Самое важное не стать слишком бюргером, не позволить, чтобы сочувствие, доверие и воздаваемые тебе почести превратили тебя в бонзу, в этакого магистра от этики; нужно оставаться моралистом, то есть человеком, способным на чувственные и нравственные порывы, доступным для мира, словом — художником. Им я и намерен остаться, и обещание это — самое лучшее, нет, даже единственное, чем я могу отблагодарить вас за вашу ко мне доброту.
Толстой (к столетию со дня рождения)
Он был скроен по мерке девятнадцатого столетия, этот титан, чьи плечи не гнулись под тяжестью эпического бремени, которое могло бы раздавить людей худосочного и астматического нынешнего поколения. Каким величием веет от этой эпохи при всей ее безрадостности и обнаженном материализме, бесцеремонной резкости научной мысли и аскетической суровости; сколько величия в поколении, выдвинувшем Толстого и определившем своей деятельностью облик последних пяти десятилетий девятнадцатого века. Лицо современного мира озаряется уже первыми проблесками света и одухотворенности, неведомыми ушедшему девятнадцатому столетию, уже пробиваются первые, пока еще робкие ростки надежды на возможность новых, более радостных, более достойных человеческих чувств, но разве все это может хоть сколько‑нибудь оправдать то пренебрежительное высокомерие, которое ныне стало столь обычным в суждениях о прошлом веке? Ведь нельзя не согласиться с теми, кто утверждает, что по сравнению с минувшей эпохой мы в нравственном отношении сделали шаг назад. Современность наша в самодовольном сознании своего исторического превосходства мирится подчас с таким насилием над мыслью, с таким надругательством над человеческим достоинством, каких никогда не потерпел бы «фаталистический» девятнадцатый век; и в дни, когда бушевала война, я часто думал о том, что она вряд ли посмела бы разразиться, если бы в четырнадцатом году глядели еще на мир зоркие и проницательные серые глаза старца из Ясной Поляны. Было ли это с моей стороны ребячеством? Как знать. Так пожелала история, его уже не было с нами — и не было никого равного ему. Европа неслась, закусив удила, — она уже больше не чуяла над собою руки господина, — не чует ее и поныне.

(Записи набора данных)

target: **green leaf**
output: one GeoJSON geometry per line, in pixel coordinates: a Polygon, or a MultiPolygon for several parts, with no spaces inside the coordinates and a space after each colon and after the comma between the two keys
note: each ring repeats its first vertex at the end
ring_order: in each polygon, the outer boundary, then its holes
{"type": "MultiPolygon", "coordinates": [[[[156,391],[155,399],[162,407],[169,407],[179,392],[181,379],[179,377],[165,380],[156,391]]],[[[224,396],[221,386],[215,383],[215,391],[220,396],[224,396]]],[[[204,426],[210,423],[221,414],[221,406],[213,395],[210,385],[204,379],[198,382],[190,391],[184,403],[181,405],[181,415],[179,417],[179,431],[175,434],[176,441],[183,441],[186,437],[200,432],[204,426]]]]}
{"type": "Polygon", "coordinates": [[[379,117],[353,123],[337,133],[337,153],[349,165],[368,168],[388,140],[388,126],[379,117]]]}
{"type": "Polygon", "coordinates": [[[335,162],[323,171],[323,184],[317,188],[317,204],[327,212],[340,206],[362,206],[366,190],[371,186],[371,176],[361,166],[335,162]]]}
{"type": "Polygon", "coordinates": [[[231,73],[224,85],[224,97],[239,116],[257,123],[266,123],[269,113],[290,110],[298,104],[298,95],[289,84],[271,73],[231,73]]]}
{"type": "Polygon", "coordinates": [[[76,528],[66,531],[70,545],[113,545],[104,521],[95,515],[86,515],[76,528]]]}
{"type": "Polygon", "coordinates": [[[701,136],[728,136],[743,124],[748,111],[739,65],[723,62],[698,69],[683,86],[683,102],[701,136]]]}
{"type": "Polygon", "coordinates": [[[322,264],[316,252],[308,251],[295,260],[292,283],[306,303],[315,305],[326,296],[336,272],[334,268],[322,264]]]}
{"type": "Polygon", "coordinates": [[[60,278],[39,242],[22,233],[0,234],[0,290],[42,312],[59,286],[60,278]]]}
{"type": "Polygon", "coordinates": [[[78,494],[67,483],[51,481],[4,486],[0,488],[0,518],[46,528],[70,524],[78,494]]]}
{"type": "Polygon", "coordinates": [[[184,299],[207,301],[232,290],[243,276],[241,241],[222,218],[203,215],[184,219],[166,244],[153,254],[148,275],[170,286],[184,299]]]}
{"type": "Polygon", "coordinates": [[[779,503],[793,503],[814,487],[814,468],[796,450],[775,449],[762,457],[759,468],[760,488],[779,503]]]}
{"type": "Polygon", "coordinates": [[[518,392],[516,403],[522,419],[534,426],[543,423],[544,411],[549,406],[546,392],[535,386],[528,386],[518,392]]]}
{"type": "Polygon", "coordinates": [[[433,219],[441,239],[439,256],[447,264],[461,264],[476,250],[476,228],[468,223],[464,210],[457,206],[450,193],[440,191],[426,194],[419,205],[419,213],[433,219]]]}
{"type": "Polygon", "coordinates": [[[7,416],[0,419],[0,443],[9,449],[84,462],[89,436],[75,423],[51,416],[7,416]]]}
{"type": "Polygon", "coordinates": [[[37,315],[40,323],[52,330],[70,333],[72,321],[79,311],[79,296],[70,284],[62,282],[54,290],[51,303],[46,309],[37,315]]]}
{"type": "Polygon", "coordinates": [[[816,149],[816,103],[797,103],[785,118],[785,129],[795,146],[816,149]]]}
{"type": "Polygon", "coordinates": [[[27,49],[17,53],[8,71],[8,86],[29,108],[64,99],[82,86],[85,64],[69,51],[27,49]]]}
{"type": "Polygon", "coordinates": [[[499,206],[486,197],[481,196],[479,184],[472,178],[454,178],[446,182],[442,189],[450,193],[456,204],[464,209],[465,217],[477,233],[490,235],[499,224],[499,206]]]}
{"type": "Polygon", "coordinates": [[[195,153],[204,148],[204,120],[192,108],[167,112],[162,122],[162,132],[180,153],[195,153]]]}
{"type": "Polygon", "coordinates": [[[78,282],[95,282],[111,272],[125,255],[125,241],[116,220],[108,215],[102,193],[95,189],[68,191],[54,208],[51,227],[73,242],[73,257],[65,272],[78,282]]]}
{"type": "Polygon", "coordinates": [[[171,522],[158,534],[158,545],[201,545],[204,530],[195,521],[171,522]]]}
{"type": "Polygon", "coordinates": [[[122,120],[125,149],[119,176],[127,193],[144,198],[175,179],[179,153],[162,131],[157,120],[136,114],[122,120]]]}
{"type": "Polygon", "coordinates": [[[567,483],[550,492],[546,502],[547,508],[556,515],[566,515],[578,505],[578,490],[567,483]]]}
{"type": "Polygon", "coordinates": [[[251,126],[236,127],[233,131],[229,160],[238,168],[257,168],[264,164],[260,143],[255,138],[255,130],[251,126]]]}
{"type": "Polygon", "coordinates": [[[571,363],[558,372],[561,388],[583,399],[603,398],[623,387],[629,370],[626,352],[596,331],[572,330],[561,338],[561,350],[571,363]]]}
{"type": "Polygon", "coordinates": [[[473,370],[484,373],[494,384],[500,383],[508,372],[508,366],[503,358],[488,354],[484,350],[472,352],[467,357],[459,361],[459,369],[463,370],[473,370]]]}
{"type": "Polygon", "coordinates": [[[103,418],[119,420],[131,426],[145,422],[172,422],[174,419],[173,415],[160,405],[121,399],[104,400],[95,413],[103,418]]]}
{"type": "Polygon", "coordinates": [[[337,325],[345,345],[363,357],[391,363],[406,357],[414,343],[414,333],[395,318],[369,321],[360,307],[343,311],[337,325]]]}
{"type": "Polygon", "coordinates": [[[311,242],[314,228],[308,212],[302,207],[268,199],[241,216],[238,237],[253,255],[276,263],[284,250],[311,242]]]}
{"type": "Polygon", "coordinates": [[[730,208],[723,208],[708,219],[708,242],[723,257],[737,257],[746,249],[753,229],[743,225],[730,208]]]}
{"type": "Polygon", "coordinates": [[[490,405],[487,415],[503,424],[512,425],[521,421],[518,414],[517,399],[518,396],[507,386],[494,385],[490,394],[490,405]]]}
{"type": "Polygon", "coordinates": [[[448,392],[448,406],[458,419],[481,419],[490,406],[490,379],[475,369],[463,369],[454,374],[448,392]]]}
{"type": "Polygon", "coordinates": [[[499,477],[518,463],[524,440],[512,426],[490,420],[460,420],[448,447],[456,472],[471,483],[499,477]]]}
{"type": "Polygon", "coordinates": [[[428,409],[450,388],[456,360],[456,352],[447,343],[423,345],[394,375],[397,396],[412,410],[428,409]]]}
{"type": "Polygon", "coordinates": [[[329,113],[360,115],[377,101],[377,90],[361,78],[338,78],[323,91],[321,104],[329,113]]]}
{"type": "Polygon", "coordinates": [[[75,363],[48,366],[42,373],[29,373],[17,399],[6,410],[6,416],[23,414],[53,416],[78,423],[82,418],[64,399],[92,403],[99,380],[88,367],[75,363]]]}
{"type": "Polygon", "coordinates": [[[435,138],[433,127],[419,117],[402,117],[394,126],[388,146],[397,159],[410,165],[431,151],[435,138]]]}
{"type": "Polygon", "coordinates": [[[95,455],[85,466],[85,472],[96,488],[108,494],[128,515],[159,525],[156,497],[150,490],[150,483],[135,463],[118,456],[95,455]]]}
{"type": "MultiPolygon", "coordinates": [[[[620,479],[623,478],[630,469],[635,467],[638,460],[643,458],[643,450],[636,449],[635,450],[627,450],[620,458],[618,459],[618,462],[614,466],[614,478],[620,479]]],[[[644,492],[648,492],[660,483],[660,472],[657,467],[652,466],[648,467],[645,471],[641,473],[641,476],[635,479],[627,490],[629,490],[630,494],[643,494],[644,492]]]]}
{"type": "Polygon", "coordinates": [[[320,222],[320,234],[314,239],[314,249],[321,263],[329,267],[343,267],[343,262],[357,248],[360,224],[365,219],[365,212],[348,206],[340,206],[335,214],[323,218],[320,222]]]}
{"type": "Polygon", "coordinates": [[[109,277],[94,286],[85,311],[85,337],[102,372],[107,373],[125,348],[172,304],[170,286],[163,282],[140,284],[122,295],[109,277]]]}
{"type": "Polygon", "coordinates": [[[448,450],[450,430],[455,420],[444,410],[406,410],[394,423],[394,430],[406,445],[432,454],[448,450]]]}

→ **Цель задания**
Продублируйте без изменений часть фрагмента текста, начиная со слов «Самое важное не» и заканчивая словами «ко мне доброту.».

→ **Результат задания**
Самое важное не стать слишком бюргером, не позволить, чтобы сочувствие, доверие и воздаваемые тебе почести превратили тебя в бонзу, в этакого магистра от этики; нужно оставаться моралистом, то есть человеком, способным на чувственные и нравственные порывы, доступным для мира, словом — художником. Им я и намерен остаться, и обещание это — самое лучшее, нет, даже единственное, чем я могу отблагодарить вас за вашу ко мне доброту.